Give back every row below word for word, leaving out the pictures.
___ Working data
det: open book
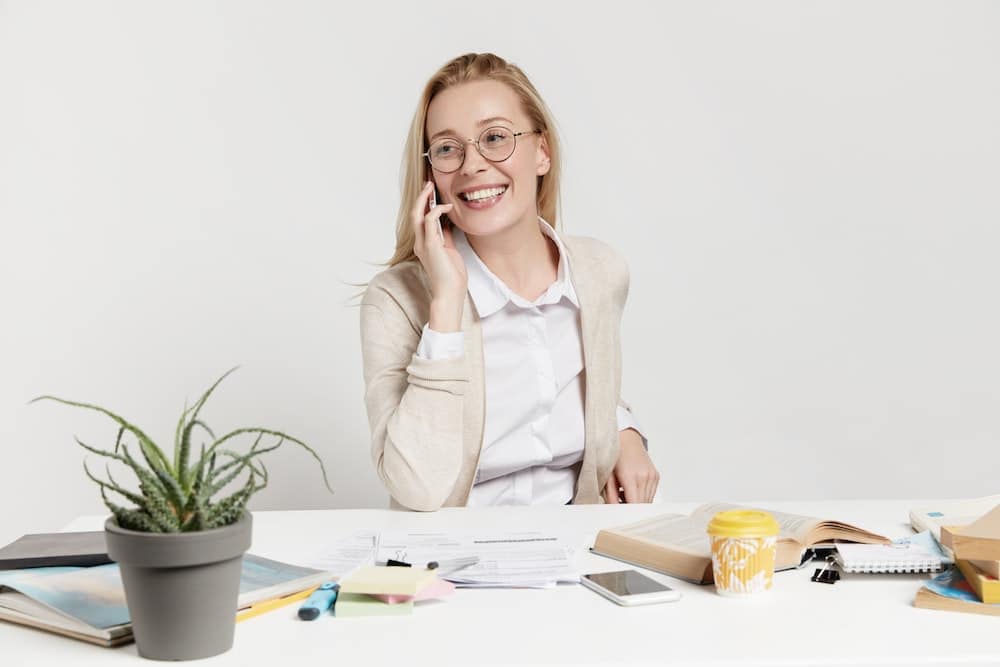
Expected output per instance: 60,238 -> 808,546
0,554 -> 329,646
591,503 -> 889,584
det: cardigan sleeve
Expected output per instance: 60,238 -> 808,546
361,281 -> 469,511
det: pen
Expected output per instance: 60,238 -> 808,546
299,581 -> 340,621
236,588 -> 316,623
427,556 -> 479,572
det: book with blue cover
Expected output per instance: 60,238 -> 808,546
913,567 -> 1000,616
0,554 -> 329,646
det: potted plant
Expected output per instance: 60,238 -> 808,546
32,368 -> 332,660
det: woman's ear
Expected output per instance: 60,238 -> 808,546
535,132 -> 552,176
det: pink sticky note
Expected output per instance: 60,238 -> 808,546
372,577 -> 455,604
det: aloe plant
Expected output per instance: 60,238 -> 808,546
31,368 -> 332,533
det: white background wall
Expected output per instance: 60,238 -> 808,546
0,0 -> 1000,542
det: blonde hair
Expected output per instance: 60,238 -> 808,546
387,53 -> 560,266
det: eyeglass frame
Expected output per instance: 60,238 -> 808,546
420,125 -> 543,174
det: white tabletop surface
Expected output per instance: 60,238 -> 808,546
0,500 -> 1000,667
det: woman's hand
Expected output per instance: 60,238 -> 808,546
604,428 -> 660,504
410,181 -> 469,333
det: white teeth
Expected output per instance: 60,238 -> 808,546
462,186 -> 507,201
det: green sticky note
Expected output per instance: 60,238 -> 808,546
333,592 -> 413,618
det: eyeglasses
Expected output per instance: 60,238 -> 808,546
424,127 -> 542,174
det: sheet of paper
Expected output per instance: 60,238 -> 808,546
296,531 -> 378,579
375,532 -> 580,588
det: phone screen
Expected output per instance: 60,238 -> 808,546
583,570 -> 671,596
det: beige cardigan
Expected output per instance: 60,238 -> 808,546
361,235 -> 629,511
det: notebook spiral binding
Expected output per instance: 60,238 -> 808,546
835,544 -> 944,574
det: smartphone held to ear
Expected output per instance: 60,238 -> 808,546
427,186 -> 447,243
580,570 -> 681,607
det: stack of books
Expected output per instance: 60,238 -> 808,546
913,505 -> 1000,616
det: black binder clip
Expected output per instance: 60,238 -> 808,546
812,556 -> 840,584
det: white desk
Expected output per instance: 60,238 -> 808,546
0,501 -> 1000,667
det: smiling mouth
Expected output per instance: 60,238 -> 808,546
458,185 -> 507,202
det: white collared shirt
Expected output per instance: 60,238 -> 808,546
417,218 -> 639,506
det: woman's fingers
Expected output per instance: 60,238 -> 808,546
410,181 -> 434,252
604,471 -> 621,505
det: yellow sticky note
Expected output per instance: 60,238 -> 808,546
340,565 -> 437,604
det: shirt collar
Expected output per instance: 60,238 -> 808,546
451,217 -> 580,317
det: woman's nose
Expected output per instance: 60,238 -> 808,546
462,141 -> 489,176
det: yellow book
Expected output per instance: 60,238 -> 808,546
955,558 -> 1000,604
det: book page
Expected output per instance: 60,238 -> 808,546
609,514 -> 712,556
691,503 -> 823,544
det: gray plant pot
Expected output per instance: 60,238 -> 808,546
104,512 -> 253,660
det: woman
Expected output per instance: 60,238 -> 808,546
361,54 -> 659,510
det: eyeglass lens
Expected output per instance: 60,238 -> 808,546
427,127 -> 514,173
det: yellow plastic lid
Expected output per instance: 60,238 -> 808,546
708,510 -> 781,537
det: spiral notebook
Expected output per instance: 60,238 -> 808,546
835,543 -> 944,573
______
● Answer to the exercise
det: open book
Expected output per instance: 60,238 -> 808,546
0,554 -> 329,646
591,503 -> 889,584
det: cardigan sleeve
Expected output per instance: 60,238 -> 808,546
361,281 -> 469,511
det: pen
Expected output per instance: 60,238 -> 808,546
299,581 -> 340,621
236,588 -> 316,623
427,556 -> 479,572
det: book with blue cover
Expected output per instance: 60,238 -> 808,546
913,567 -> 1000,616
0,554 -> 329,646
det: potted plant
Expected output per instance: 60,238 -> 808,546
32,368 -> 332,660
det: woman's ear
Expected output per instance: 60,238 -> 808,546
535,132 -> 552,176
det: pink sticky note
Expected output per instance: 60,238 -> 808,546
372,577 -> 455,604
det: aloe plant
Expected output per instance: 60,238 -> 808,546
31,368 -> 332,533
det: white background wall
Expected output per instance: 60,238 -> 808,546
0,0 -> 1000,542
det: blonde hair
Expected output per instance: 60,238 -> 808,546
387,53 -> 560,266
det: eyeglass frame
Expected output per instance: 60,238 -> 808,546
420,125 -> 543,174
det: white tabletop surface
Expected output per instance: 60,238 -> 808,546
0,500 -> 1000,667
det: woman's hand
Expected output per instance: 60,238 -> 808,546
604,428 -> 660,504
410,181 -> 469,333
det: white teeth
Expected output per instance: 60,238 -> 808,546
462,186 -> 507,201
det: green sticky note
Expected output per instance: 60,238 -> 808,546
333,592 -> 413,618
det: eyeglasses
Expected output per instance: 60,238 -> 808,546
424,127 -> 542,174
det: sheet of paper
Expected output per instance: 60,238 -> 808,546
296,531 -> 378,579
375,532 -> 580,588
det: phone screen
Expected output per instance: 60,238 -> 808,546
583,570 -> 671,596
det: beige cardigan
Expected output per instance: 60,238 -> 808,546
361,235 -> 629,511
det: notebook spiral binding
Expected output per instance: 60,238 -> 808,546
835,544 -> 944,574
det: smartphone held to ear
Expected output per instance: 60,238 -> 808,546
427,186 -> 447,243
580,570 -> 681,607
det: stack of books
Expected output per instance: 60,238 -> 808,546
913,505 -> 1000,616
det: black binder clip
Expected output per instance: 60,238 -> 808,546
812,556 -> 840,584
det: white desk
Expected output per instance: 60,238 -> 808,546
0,501 -> 1000,667
det: smiling mouth
Expected output per instance: 60,238 -> 808,546
458,185 -> 507,202
det: white collared shirt
Expected output per instance: 60,238 -> 808,546
417,218 -> 639,506
det: woman's fingers
Expected output per instance: 60,238 -> 808,546
410,181 -> 434,252
604,471 -> 621,505
det: yellow sticky note
Expected output per instance: 60,238 -> 808,546
340,565 -> 437,604
det: shirt collar
Expected output per instance: 60,238 -> 808,546
451,217 -> 580,317
det: woman's nose
Expected output per instance: 60,238 -> 808,546
462,141 -> 489,176
det: yellow book
Expected output per instance: 60,238 -> 808,546
955,558 -> 1000,604
det: book page
Expected output per instance: 60,238 -> 808,546
609,514 -> 712,556
691,503 -> 823,544
det: gray plant pot
Expected output per instance: 60,238 -> 808,546
104,512 -> 253,660
det: woman
Expected output per instance: 60,238 -> 808,546
361,54 -> 659,510
det: eyeglass lens
Expected output per instance: 60,238 -> 808,546
427,127 -> 514,173
det: yellow plastic lid
Expected output per instance: 60,238 -> 808,546
708,510 -> 781,537
det: spiral notebook
Expected output per instance: 60,238 -> 808,546
835,543 -> 944,573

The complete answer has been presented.